((
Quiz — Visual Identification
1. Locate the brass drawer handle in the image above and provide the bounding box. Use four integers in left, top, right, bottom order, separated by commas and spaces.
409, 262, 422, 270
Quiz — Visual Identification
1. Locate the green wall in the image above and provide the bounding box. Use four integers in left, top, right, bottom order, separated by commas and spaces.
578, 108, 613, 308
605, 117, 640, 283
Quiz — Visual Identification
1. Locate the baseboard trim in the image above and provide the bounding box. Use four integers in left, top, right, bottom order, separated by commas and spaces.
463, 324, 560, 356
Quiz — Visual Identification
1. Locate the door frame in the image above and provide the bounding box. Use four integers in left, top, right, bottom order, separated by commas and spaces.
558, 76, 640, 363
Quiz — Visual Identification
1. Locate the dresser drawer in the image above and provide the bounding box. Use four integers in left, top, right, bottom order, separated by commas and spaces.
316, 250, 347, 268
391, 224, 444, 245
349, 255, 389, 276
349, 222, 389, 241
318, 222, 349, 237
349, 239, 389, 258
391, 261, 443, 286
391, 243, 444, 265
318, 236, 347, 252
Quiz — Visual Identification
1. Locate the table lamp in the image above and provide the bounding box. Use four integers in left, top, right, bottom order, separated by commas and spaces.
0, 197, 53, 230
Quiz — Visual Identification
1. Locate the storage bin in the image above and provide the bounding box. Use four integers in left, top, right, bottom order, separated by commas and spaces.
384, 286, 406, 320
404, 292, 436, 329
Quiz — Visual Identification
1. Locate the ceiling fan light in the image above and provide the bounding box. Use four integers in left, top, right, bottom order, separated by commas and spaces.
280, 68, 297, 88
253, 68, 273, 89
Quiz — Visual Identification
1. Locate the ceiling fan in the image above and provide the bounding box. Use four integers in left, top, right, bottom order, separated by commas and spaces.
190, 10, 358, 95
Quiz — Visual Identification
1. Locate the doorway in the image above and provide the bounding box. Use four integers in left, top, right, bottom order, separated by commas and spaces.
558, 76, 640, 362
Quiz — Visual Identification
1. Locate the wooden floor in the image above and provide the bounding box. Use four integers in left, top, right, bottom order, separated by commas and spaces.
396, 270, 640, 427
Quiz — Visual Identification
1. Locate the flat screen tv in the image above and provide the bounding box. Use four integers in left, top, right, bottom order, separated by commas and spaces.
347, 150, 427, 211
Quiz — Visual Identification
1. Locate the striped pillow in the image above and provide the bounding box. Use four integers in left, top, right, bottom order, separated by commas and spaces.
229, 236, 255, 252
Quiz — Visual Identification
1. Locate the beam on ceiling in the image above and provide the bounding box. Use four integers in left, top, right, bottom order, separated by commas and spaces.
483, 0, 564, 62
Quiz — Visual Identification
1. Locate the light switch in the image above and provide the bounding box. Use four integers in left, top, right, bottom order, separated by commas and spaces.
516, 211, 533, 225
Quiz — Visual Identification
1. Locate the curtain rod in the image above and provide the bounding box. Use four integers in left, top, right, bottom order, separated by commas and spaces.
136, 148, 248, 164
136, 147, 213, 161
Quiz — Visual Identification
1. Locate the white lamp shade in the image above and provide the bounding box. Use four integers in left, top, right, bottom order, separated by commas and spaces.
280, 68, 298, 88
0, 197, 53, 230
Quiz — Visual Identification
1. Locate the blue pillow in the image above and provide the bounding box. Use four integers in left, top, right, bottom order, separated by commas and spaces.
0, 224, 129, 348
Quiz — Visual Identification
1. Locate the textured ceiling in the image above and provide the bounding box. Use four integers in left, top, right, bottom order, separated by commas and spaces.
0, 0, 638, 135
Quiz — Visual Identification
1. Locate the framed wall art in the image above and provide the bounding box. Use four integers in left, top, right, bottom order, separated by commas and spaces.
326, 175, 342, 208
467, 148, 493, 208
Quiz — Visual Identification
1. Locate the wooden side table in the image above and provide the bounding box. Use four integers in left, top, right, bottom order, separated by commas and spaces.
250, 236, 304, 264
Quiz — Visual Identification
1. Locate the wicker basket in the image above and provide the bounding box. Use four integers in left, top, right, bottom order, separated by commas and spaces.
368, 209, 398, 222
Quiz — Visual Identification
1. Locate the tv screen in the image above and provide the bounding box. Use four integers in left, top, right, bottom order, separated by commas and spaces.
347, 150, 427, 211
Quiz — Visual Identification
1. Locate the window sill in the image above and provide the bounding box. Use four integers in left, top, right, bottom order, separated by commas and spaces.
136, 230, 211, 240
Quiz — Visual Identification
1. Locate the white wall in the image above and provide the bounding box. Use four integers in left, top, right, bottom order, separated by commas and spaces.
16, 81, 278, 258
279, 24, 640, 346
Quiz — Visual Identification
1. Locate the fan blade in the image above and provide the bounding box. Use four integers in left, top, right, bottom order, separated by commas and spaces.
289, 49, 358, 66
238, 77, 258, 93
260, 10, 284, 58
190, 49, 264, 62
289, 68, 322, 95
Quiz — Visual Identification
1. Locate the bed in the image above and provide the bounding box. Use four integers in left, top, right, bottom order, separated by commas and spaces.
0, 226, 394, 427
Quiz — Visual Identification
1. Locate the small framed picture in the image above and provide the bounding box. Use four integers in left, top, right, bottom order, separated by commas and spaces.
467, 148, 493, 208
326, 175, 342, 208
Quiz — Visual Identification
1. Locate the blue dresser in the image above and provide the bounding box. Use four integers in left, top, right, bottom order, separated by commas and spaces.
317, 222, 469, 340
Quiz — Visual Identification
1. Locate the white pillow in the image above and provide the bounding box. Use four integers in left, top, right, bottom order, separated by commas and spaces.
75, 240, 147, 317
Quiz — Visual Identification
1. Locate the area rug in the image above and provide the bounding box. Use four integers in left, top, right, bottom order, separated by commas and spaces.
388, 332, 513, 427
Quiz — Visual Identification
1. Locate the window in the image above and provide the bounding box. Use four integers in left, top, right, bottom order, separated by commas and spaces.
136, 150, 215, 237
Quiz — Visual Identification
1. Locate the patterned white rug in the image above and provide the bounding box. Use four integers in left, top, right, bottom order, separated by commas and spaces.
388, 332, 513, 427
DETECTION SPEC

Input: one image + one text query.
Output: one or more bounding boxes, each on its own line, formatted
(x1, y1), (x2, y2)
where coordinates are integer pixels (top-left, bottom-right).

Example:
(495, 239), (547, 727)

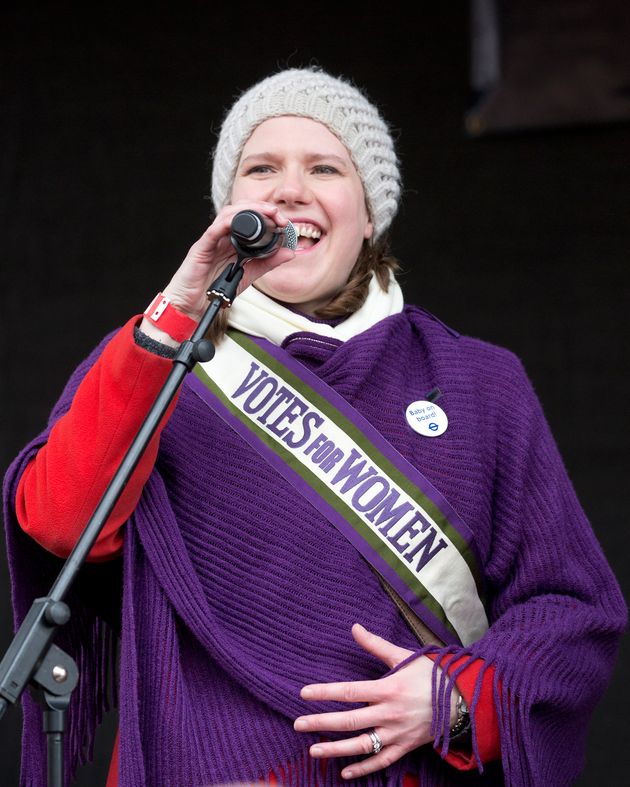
))
Reproduce the records word for word, from the first line through the line with "605, 117, 640, 283", including both of those lines.

Answer to this problem:
Quiz — Visual Identification
1. Locate the brass drawer handle in the image above and provide the bounding box. Use four integers in left, top, right, bottom order, separated by commas and spaces.
409, 262, 422, 270
Quiz — Visual Identification
1. Locate the green wall in the image above and provide the bounding box. Use four integers in left, top, right, bottom order, separated by commas and spaces.
578, 108, 613, 308
605, 117, 640, 283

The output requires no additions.